TASKS TO PERFORM –
A - In the announcement about the Asia Pacific Screen Awards nominations council, translate the following sentence into French: "Winners in the 11th Asia Pacific Screen Awards will be announced at the APSA Ceremony on Thursday 23 November at Brisbane Convention and Exhibition Centre."
B - Drawing on the announcement about the Asia Pacific Screen Awards nominations council, state in one to three sentences why Michael Hawkins regards Professor Hong-Joon Kim's return as chair as important.
C - Continue the announcement about the Asia Pacific Screen Awards nominations council, beginning after its final sentence.

EXTRACT TO READ –

The Asia Pacific Screen Awards (APSA) today announced the members of the APSA International Nominations Council who will determine the nominees in all feature film categories from the films in the 2017 Competition.

Now in their 11th year, the Asia Pacific Screen Awards are the region’s highest accolade in film. APSA has a longstanding and unique collaboration with Paris-based UNESCO and FIAPF-International Federation of Film Producers Associations, and recognises and promotes cinematic excellence and cultural diversity of the world’s fastest growing film region: comprising 70 countries and areas, 4.5 billion people, and is responsible for half of the world’s film output.

Winners in the 11th Asia Pacific Screen Awards will be announced at the APSA Ceremony on Thursday 23 November at Brisbane Convention and Exhibition Centre.

Chair of the Asia Pacific Screen Awards and its Academy, Michael Hawkins, said “It is with great pleasure that I announce that the eminent academic and filmmaker Professor Hong-Joon Kim will, for the 11th year, chair the APSA International Nominations Council. Professor Kim has steered this important process since APSA’s beginnings, and his incredible knowledge of Asia Pacific cinema is invaluable to the integrity of our nominations process. We are honoured to have him return.”

SUPPLIED MATERIAL –
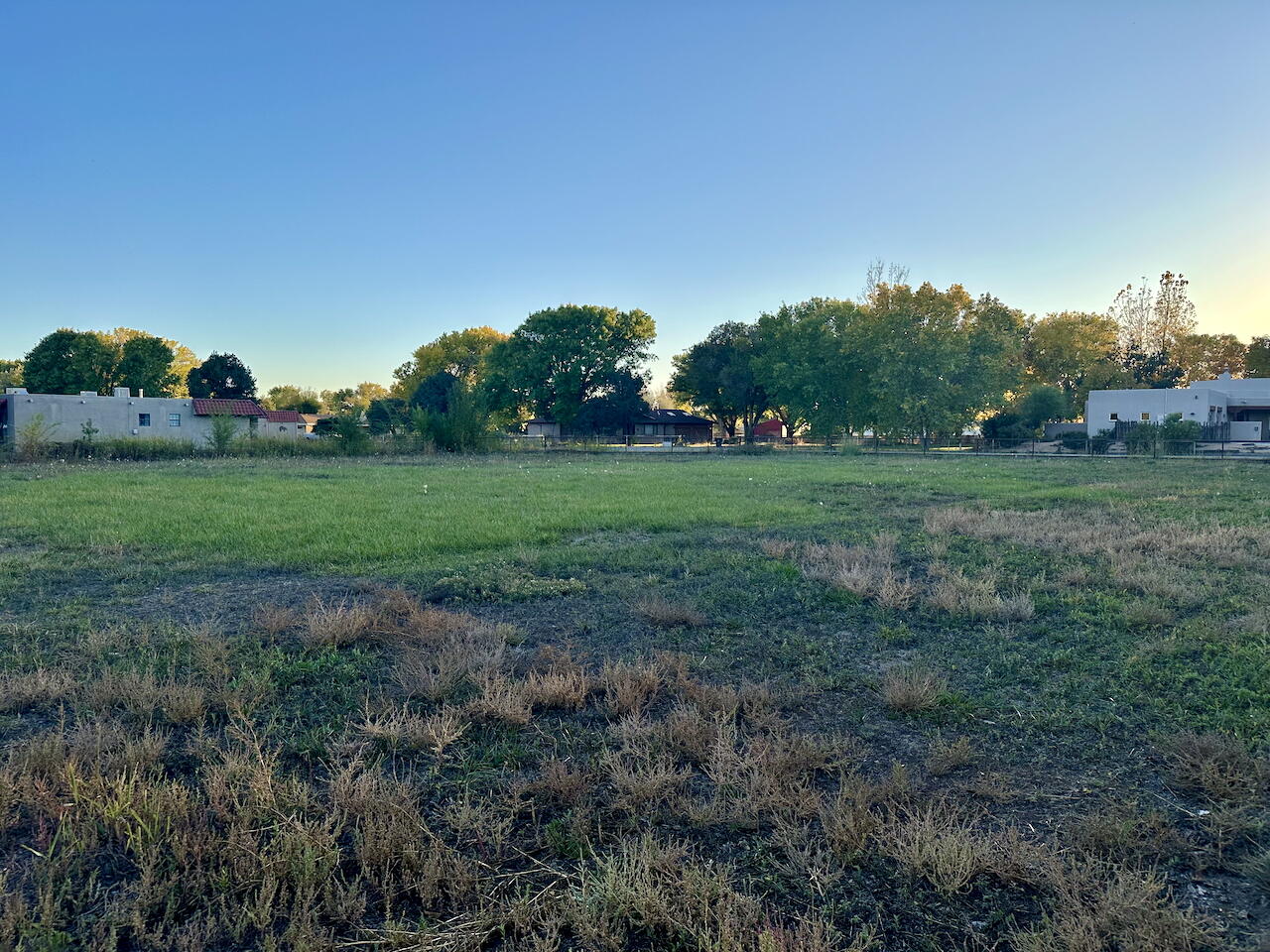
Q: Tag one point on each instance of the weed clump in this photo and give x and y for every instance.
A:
(912, 688)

TASK RESPONSES –
A - Les lauréats de la 11e édition des Asia Pacific Screen Awards seront annoncés lors de la cérémonie des APSA, le jeudi 23 novembre, au Brisbane Convention and Exhibition Centre.

B - Professor Kim has led the nominations process since APSA's beginnings. Hawkins also describes his extensive knowledge of Asia Pacific cinema as invaluable to the integrity of the nominations process.

C -
The APSA International Nominations Council will meet in Brisbane in September for the important task of deciding the nominees for Best Feature Film, Achievement in Directing, Achievement in Cinematography, Best Screenplay and two acting categories, Best Performance by the Actress and Actor. They will also determine the nominees in the prestigious Cultural Diversity Award, under the patronage of UNESCO.

Introduced in 2016, the APSA Young Cinema Award presented by NETPAC (Network for the Promotion of Asian Cinema) and Griffith Film School (GFS) is determined by the NETPAC Jury, members of which are drawn from the APSA International Nominations Council.

In 2017, Professor Kim will be joined in the APSA International Nominations Council by returning members, film critic, film curator and film festival consultant Meenakshi Shedde (India) and film critic, film researcher and artistic director Gulnara Abikeyeva (Kazakhstan), and for the first time, acclaimed writer, director, producer Shawkat Amin Korki (Iraqi Kurdistan), journalist, broadcaster and film critic Julie Rigg (Australia) and film critic, curator and author Kiki Fung (Hong Kong (PRC))

Now with a permanent home in Brisbane, Australia’s New World City, the Asia Pacific Screen Awards are supported by Brisbane City Council and managed by economic development board Brisbane Marketing.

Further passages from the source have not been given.